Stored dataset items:
^^^^^^^^

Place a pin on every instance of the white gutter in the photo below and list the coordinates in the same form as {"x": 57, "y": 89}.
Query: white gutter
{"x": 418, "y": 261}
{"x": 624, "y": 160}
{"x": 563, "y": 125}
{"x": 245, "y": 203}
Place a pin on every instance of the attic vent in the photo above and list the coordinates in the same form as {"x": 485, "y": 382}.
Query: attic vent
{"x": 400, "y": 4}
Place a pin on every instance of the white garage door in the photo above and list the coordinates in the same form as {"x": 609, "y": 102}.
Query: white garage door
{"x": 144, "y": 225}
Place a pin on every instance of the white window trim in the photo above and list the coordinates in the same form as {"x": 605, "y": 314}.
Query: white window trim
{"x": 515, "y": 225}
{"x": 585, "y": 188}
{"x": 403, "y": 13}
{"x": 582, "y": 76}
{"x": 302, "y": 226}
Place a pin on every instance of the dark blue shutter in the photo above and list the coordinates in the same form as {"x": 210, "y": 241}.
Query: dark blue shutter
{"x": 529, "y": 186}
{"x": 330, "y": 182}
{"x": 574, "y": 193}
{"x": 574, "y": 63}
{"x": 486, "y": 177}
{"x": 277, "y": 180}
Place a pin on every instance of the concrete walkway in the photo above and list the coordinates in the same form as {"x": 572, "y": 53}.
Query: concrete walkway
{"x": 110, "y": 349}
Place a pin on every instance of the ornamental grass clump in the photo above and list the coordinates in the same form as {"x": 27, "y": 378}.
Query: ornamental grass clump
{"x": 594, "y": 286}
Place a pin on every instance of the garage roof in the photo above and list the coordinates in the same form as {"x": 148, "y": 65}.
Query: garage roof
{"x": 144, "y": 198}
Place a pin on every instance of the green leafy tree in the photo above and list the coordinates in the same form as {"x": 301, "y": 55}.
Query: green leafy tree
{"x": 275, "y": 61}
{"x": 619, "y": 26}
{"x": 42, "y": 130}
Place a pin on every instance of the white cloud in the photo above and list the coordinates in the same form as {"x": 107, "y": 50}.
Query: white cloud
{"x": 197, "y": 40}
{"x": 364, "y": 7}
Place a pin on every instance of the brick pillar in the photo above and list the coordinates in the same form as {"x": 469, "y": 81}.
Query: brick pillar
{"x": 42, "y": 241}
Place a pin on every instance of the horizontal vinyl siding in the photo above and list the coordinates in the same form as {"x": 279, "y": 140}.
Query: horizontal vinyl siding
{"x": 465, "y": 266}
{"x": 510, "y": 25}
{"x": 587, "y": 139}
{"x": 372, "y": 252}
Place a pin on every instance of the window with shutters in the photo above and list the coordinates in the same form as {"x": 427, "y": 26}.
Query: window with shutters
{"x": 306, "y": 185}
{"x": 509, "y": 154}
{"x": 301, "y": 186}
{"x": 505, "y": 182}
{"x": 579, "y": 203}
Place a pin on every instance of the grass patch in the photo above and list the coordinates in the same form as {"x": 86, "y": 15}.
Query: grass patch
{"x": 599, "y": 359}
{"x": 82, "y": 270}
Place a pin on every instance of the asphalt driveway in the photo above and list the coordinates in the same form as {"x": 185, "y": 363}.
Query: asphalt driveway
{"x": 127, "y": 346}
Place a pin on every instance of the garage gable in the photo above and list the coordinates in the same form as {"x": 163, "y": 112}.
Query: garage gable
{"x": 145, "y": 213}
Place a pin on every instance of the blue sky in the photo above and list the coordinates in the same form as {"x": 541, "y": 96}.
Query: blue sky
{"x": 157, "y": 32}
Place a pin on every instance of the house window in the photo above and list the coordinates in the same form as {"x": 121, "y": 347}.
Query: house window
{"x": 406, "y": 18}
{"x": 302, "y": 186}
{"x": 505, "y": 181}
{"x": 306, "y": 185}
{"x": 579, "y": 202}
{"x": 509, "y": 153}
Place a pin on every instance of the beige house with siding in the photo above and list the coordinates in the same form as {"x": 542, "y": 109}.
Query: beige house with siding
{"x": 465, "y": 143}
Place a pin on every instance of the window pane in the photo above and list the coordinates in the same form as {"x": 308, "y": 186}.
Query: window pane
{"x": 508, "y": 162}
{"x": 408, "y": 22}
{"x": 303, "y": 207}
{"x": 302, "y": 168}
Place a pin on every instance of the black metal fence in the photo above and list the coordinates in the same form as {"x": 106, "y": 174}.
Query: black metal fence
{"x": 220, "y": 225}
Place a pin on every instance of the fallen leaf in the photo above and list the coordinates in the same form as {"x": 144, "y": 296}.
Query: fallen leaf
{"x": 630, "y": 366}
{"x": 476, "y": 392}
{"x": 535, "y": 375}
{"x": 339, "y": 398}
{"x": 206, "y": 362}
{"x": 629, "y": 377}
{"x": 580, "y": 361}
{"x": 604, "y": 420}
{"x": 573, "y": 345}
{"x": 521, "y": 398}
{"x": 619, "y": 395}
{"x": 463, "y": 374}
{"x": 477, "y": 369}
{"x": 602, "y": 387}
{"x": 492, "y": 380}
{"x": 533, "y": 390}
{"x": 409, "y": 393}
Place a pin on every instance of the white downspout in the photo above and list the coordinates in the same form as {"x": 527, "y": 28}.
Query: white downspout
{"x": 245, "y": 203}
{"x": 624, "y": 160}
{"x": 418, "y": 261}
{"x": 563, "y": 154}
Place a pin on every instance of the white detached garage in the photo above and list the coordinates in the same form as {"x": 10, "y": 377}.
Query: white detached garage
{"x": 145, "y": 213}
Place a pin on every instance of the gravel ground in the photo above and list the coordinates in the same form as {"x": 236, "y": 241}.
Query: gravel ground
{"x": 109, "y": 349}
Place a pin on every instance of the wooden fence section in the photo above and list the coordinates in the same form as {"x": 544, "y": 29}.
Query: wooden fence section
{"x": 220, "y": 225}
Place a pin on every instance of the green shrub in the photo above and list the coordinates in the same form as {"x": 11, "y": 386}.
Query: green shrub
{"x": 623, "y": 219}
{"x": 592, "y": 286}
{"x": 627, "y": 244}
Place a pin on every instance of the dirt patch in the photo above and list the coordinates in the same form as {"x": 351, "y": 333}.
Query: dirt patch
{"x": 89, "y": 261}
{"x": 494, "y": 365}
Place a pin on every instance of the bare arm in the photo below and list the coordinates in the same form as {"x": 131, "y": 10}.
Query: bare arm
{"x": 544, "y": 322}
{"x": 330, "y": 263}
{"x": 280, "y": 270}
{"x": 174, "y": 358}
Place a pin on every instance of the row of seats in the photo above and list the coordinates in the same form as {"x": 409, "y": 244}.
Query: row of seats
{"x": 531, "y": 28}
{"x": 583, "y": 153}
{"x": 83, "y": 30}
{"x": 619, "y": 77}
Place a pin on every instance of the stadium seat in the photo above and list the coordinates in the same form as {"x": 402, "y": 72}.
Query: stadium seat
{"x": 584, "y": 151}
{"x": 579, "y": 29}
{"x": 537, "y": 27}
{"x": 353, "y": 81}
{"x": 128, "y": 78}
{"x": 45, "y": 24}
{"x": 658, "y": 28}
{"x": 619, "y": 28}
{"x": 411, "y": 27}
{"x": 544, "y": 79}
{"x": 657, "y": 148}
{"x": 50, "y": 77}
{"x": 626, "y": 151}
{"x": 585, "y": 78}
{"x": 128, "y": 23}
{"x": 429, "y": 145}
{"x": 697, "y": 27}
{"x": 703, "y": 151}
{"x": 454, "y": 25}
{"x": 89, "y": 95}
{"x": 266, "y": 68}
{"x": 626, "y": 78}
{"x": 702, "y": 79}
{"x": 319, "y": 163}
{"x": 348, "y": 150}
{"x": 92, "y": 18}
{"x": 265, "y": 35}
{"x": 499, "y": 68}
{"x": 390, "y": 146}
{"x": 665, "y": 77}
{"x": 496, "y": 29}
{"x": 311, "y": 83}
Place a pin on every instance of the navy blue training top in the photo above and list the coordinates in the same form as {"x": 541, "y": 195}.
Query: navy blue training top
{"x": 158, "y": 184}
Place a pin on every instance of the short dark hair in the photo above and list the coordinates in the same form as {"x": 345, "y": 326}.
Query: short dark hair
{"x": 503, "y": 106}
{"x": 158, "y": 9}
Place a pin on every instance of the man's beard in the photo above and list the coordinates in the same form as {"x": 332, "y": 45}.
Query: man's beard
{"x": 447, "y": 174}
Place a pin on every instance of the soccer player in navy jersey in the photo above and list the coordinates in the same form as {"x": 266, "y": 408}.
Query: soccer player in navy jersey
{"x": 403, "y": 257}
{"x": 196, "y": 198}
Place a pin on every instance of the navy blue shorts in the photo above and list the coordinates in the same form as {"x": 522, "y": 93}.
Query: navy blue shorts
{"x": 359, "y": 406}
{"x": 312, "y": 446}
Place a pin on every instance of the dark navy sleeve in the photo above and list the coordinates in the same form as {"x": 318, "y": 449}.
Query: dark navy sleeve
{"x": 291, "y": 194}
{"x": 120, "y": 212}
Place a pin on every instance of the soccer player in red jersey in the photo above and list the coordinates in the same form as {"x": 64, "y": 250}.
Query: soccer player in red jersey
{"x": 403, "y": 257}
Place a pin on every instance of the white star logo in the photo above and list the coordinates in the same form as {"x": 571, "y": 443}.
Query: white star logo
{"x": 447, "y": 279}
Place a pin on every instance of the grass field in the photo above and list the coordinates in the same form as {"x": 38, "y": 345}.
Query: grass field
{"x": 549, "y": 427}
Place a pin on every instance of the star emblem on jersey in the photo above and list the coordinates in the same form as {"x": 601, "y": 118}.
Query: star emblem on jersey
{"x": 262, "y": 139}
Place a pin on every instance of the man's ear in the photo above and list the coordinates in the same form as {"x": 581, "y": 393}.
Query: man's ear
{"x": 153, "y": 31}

^^^^^^^^

TASK BRIEF
Spot the lines above that mention "below" and copy them.

ANSWER AREA
Place a pin on every instance of the white gutter in the photo below and list the coordinates in the same form as {"x": 57, "y": 89}.
Place a pin on every instance of the bare arm in the photo below and list the coordinates in the same form as {"x": 131, "y": 10}.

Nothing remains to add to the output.